_GIVEN REQUEST:_ Return the listing below word for word.
Begin
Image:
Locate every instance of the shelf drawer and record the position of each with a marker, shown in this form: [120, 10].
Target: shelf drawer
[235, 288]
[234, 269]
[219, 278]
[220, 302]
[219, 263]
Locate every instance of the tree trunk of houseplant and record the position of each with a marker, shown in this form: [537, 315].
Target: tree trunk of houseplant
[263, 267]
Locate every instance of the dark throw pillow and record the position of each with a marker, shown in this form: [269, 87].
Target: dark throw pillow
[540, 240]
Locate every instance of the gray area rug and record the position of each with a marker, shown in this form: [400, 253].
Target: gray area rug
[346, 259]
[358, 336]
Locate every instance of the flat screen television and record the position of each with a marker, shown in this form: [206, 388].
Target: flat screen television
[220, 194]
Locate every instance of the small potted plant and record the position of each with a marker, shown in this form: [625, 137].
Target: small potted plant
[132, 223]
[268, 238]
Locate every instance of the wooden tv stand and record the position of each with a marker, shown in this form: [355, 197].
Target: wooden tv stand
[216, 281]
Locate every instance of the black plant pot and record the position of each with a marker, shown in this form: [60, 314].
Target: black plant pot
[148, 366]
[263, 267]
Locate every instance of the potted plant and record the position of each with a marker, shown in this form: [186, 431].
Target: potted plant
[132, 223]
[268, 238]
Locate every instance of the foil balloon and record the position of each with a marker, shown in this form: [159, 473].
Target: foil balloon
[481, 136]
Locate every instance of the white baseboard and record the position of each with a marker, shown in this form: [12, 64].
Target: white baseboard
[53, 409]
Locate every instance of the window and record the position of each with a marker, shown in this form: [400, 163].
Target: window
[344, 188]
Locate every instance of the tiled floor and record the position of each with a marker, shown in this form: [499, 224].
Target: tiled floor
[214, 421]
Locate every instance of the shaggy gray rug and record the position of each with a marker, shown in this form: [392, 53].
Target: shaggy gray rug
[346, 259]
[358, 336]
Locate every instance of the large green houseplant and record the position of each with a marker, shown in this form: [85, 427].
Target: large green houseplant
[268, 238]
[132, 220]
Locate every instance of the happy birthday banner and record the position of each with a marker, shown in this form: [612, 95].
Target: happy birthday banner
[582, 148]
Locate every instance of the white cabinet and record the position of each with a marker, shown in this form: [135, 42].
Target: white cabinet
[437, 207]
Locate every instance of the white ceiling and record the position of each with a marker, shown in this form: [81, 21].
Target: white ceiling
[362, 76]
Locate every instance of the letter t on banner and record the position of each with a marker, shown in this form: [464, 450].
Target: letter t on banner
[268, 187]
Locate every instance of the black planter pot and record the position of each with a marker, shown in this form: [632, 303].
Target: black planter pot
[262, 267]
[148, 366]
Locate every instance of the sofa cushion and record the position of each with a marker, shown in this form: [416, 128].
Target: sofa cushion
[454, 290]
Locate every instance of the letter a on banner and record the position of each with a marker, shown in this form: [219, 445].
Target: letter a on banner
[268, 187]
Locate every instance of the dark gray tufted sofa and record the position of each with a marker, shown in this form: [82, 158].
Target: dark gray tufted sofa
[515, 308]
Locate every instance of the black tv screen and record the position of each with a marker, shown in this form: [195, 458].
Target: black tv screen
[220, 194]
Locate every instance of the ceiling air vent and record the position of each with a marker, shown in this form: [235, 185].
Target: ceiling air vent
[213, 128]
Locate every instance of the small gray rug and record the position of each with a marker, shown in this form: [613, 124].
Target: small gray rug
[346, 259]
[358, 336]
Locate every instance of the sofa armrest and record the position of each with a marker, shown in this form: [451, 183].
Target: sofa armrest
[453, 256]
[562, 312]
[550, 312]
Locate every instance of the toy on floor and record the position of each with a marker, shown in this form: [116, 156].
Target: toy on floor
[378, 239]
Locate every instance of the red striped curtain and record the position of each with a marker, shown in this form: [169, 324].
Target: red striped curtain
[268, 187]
End
_ANSWER TO THIS EXERCISE:_
Image:
Locate every instance of the shelf drawer and record the position of each with a marker, shown in this form: [120, 10].
Target: shelf drawer
[235, 288]
[234, 269]
[219, 278]
[220, 302]
[219, 263]
Locate every instance of the tree trunk of houseplant and record the position of each with a marker, shown in this form: [537, 315].
Target: tree trunk of houseplant
[263, 267]
Locate every instance of the dark throw pillow and record the position of each with a marker, shown in this form: [269, 87].
Target: dark throw pillow
[540, 240]
Locate every instance of the gray area rug and record the position of each with a marker, shown in this form: [400, 253].
Target: gray area rug
[346, 259]
[358, 336]
Locate every instance of the flat screen television and record the position of each with a marker, shown in this form: [206, 388].
Target: flat screen television
[220, 194]
Locate every instance of the small potted plant and record the position of each with a marker, shown in this form: [625, 137].
Target: small potted plant
[132, 223]
[268, 238]
Locate every instance of the wooden tv stand and record the position of each with a marker, shown in this form: [355, 197].
Target: wooden tv stand
[216, 281]
Locate every instance of the black plant pot and record the position of each with a marker, shown in this form: [60, 314].
Target: black plant pot
[148, 366]
[263, 267]
Locate every instance of the potted plant and record the position of each with a marker, shown in this form: [186, 431].
Target: potted plant
[132, 223]
[268, 238]
Locate every instance of the foil balloon and record the position of each with a marker, shown in this form: [159, 473].
Target: foil balloon
[481, 136]
Locate every instance of the white baseboard and record the position of each with a marker, shown in this form: [12, 64].
Target: white baseboard
[53, 409]
Locate every instance of the window and record the position of each with a marker, shown in this form: [400, 163].
Target: window
[344, 188]
Locate every instance of the tiled floor and record the position of each with a marker, shown in this form: [499, 224].
Target: tiled floor
[214, 421]
Locate every instance of the shaggy gray rug and record the position of each with a marker, shown in this form: [392, 53].
Target: shaggy gray rug
[346, 259]
[358, 336]
Locate every instance of the large green houseplant and record the position of each with a marker, shown in this form: [85, 427].
Target: large green houseplant
[268, 238]
[132, 220]
Locate every instance of the happy birthday banner and record the position of each with a marker, shown in this form: [612, 95].
Target: happy birthday banner
[582, 148]
Locate every instance of the white cabinet and record the position of each with a marker, shown in this form: [135, 42].
Target: white cabinet
[437, 207]
Locate every instance of the white ceiling and record the position of each with a marker, shown in this form: [81, 21].
Target: white ceiling
[362, 76]
Locate every instance of the letter t on banner and record the position of each with a marker, shown in this form: [464, 450].
Target: letter t on banner
[268, 187]
Locate every instance of the black planter pot and record the position of each with a marker, shown in this form: [632, 303].
Target: black planter pot
[262, 267]
[148, 366]
Locate every instance of the sofa cushion and record the position of each with a marker, shown in this form: [416, 128].
Target: sofa cushion
[454, 290]
Locate every instance of the letter a on banner and record the position of each with a marker, shown in this form: [219, 445].
Target: letter a on banner
[268, 187]
Locate every instance of the dark gray tufted sofa and record the position of each with a marker, shown in this form: [82, 158].
Target: dark gray tufted sofa
[515, 308]
Locate every instance of the black tv screen and record the position of each with a marker, shown in this form: [195, 458].
Target: black tv screen
[220, 194]
Locate every instance of the ceiling air vent and record the position of each with a marker, shown in this form: [235, 185].
Target: ceiling air vent
[213, 128]
Locate every instance of the small gray rug and record the position of each with a marker, shown in this form: [613, 124].
Target: small gray rug
[346, 259]
[358, 336]
Locate every instance of the sofa armrest and record the position of each with a marker, shown in this form: [451, 183].
Target: sofa armrest
[453, 256]
[562, 312]
[550, 312]
Locate every instance of the toy on floor and record the position of each with a marker, shown in this form: [116, 156].
Target: toy on floor
[378, 239]
Locate every instance of the red striped curtain and record the position of each with a marker, shown in this form: [169, 324].
Target: red striped curtain
[268, 187]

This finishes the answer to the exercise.